start

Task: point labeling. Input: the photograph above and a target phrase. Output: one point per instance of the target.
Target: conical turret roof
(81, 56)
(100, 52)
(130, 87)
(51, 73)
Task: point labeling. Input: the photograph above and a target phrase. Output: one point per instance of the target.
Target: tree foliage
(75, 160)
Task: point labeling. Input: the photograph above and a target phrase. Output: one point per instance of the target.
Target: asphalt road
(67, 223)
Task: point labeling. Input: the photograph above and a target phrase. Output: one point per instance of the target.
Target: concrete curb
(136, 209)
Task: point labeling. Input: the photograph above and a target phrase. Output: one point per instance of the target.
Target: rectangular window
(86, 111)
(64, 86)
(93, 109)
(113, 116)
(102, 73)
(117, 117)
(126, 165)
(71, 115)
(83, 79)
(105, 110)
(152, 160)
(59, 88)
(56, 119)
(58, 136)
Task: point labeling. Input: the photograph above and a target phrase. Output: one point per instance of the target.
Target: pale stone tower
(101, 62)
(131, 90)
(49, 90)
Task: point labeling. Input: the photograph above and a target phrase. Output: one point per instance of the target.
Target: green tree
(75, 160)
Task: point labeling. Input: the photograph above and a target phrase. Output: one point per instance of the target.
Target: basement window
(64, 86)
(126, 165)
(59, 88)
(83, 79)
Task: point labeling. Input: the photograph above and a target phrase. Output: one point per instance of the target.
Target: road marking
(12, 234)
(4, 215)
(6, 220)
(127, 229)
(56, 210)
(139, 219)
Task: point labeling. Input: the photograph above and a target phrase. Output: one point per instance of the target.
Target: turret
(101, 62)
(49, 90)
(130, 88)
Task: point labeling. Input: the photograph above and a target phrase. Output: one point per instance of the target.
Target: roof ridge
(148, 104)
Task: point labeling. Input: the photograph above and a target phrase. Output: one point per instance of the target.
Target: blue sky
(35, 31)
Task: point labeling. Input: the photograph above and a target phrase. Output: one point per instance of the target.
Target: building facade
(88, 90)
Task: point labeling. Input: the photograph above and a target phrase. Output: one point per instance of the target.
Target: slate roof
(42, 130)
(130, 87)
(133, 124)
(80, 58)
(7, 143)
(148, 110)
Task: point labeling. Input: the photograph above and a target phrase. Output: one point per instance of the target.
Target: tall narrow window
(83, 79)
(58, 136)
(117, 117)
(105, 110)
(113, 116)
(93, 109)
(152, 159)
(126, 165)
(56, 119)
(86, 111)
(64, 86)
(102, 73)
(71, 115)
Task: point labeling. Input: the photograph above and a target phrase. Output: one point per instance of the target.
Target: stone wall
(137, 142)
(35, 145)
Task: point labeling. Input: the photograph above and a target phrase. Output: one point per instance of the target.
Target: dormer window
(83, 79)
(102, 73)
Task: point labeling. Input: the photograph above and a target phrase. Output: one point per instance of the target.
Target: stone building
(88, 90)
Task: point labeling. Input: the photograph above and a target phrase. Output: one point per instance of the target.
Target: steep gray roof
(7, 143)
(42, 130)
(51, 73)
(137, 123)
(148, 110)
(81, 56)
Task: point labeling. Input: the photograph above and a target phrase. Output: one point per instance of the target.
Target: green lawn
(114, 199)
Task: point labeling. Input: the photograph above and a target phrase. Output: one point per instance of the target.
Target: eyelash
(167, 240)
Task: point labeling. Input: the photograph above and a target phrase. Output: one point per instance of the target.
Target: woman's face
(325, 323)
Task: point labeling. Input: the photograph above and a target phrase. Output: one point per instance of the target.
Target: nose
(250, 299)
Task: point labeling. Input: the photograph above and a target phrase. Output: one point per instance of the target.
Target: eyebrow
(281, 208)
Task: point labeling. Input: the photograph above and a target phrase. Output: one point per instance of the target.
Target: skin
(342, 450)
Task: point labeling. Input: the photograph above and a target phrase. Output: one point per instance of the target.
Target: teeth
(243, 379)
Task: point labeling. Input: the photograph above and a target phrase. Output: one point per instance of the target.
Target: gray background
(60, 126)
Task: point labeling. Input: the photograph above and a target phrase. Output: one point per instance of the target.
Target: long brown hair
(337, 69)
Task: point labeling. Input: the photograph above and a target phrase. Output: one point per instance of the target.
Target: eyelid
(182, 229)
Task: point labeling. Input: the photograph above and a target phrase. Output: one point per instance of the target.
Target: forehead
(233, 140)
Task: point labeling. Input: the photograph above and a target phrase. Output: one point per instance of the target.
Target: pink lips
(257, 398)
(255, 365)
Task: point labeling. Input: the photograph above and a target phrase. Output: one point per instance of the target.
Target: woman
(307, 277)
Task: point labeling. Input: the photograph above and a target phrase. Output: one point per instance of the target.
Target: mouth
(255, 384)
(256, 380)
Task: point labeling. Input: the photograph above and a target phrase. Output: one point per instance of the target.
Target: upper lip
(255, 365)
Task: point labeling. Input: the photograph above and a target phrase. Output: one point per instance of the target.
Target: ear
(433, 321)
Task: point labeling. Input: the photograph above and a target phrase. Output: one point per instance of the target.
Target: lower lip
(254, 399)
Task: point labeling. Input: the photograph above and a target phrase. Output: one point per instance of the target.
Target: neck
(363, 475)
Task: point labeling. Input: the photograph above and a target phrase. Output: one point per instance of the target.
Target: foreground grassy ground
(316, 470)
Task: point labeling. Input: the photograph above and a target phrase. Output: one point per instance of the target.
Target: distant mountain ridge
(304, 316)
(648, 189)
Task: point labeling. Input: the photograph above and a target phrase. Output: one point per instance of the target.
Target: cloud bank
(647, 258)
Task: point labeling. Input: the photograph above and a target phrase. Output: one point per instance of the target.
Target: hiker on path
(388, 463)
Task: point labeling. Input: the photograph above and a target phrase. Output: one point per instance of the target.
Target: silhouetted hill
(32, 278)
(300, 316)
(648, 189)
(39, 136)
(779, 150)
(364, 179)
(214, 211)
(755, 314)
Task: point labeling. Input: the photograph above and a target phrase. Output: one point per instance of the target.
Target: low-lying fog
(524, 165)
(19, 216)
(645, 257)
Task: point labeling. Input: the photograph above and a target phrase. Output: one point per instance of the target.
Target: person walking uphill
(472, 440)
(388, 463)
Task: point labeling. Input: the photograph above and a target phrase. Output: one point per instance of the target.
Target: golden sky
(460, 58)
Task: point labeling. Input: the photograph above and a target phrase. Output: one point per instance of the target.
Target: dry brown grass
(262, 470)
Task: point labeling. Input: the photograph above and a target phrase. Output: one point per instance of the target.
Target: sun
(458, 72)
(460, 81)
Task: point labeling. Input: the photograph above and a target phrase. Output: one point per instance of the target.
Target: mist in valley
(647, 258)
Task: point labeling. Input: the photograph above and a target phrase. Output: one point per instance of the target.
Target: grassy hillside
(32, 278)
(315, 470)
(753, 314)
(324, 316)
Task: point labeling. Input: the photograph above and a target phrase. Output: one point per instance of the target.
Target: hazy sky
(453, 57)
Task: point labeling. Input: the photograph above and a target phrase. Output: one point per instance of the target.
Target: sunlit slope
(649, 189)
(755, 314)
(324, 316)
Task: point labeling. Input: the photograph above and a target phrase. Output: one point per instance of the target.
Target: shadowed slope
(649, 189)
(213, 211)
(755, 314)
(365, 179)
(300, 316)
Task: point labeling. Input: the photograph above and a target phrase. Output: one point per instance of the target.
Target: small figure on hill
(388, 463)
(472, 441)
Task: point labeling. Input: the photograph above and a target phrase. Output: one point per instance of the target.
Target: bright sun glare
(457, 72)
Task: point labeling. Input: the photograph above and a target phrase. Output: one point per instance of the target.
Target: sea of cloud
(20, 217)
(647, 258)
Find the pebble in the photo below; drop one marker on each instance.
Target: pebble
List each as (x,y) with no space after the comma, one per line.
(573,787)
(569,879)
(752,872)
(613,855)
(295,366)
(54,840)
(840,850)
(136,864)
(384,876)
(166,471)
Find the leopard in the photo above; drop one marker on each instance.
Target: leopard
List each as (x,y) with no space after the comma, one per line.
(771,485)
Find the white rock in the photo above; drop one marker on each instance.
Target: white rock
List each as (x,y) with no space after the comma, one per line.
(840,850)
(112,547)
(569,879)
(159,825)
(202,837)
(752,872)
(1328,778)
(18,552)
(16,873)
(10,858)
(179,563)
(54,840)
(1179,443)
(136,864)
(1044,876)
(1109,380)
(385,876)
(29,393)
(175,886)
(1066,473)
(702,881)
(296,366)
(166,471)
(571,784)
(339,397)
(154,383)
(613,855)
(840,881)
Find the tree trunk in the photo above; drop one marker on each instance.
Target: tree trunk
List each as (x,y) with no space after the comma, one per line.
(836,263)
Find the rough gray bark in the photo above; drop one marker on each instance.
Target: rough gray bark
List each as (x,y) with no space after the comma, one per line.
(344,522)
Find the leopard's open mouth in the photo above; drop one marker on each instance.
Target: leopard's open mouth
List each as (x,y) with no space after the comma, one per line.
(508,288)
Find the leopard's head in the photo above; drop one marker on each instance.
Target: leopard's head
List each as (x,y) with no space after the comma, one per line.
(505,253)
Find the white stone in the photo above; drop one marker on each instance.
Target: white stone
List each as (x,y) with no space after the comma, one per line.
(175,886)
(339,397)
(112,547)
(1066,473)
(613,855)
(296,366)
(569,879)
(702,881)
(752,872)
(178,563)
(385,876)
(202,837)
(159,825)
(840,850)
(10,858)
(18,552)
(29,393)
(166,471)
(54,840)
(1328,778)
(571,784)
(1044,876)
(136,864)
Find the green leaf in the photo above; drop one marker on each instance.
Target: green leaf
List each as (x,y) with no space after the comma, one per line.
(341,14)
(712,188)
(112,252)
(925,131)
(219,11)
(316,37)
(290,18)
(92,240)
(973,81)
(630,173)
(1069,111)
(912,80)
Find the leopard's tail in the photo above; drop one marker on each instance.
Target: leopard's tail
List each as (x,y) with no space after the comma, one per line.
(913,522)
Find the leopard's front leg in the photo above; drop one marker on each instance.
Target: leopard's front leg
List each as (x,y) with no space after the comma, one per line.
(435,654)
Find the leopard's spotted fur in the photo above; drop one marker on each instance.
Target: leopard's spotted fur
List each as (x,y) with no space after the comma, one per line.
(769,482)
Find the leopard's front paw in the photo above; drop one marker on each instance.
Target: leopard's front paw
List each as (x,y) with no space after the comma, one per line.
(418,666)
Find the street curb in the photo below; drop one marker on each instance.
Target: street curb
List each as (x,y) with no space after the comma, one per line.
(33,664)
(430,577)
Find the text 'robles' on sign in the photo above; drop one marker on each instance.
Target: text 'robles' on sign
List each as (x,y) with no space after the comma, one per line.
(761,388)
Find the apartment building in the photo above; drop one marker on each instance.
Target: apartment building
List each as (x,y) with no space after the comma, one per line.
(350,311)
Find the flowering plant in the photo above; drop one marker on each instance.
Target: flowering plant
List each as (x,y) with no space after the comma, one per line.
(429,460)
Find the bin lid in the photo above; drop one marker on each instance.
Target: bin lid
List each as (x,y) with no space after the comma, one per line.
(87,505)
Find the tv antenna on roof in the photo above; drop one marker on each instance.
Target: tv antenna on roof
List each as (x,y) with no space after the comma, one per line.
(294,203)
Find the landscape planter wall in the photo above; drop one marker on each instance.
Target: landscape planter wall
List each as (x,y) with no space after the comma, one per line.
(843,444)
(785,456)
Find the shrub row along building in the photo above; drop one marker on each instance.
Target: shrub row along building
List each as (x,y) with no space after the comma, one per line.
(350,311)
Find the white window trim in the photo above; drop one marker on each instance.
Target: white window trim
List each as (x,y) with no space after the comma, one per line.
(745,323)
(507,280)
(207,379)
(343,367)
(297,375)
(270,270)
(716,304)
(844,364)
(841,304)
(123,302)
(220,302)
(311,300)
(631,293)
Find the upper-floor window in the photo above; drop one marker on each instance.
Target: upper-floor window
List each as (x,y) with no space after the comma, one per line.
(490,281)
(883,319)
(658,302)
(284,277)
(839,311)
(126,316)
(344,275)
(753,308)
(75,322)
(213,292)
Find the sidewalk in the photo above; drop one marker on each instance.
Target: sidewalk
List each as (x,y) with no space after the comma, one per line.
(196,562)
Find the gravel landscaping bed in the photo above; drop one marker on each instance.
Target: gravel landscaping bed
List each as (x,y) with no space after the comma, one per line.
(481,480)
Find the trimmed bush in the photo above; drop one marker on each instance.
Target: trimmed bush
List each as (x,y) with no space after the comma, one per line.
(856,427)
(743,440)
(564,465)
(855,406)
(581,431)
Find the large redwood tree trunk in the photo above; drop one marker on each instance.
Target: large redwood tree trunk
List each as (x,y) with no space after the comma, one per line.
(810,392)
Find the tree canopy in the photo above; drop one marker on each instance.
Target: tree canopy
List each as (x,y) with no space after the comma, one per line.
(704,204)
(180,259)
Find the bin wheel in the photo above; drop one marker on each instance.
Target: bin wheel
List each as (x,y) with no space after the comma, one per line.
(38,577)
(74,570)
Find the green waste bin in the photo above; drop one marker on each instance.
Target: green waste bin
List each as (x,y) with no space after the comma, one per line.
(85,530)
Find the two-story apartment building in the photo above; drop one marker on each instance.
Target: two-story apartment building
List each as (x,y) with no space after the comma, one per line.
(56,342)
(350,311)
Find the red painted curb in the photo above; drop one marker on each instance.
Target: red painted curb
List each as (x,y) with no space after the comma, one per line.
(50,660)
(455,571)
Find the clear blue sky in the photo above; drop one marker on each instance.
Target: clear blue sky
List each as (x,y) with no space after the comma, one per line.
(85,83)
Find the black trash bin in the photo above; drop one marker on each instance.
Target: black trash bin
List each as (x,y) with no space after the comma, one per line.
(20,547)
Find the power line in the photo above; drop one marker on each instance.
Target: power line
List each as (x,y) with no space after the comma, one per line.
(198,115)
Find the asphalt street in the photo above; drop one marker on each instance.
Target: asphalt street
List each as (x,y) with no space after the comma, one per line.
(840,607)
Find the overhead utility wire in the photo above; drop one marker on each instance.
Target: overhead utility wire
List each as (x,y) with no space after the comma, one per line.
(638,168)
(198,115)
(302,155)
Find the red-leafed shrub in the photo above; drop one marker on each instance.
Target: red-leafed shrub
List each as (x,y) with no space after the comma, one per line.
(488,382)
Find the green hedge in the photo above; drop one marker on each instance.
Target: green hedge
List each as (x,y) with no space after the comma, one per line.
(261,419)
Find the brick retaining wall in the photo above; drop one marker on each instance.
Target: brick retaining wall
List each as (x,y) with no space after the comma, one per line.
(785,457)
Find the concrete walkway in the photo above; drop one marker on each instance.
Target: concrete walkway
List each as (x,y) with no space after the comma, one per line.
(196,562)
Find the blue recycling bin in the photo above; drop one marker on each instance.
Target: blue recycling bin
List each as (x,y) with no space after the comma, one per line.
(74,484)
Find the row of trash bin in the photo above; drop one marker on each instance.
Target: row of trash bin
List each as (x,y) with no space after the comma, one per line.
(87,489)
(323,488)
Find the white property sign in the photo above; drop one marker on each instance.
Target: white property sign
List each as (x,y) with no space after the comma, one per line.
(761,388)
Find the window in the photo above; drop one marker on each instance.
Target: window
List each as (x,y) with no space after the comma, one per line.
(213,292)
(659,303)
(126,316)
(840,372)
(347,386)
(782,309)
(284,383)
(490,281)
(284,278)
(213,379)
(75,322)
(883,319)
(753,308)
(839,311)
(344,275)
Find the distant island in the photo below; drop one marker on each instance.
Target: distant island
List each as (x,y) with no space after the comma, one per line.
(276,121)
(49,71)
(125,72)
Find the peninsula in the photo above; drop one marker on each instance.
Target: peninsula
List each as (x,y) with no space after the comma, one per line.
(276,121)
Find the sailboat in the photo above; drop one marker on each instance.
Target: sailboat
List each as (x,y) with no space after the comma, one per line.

end

■ SHORT EXERCISE: Shift the coordinate answers by adding 96 to every number in the part of the material that opens with the line containing "Find the peninsula" and runs through its end. Write out that whole part, with every other line left unchanged.

■ CORRECT RESPONSE:
Find the peninsula in the photo above; drop one marker on each instance.
Target: peninsula
List each as (x,y) with no space after the comma, one per line.
(372,217)
Find the sailboat in the photo above; drop one marker on each instance.
Target: sailboat
List each as (x,y) with no space after the comma, one per line.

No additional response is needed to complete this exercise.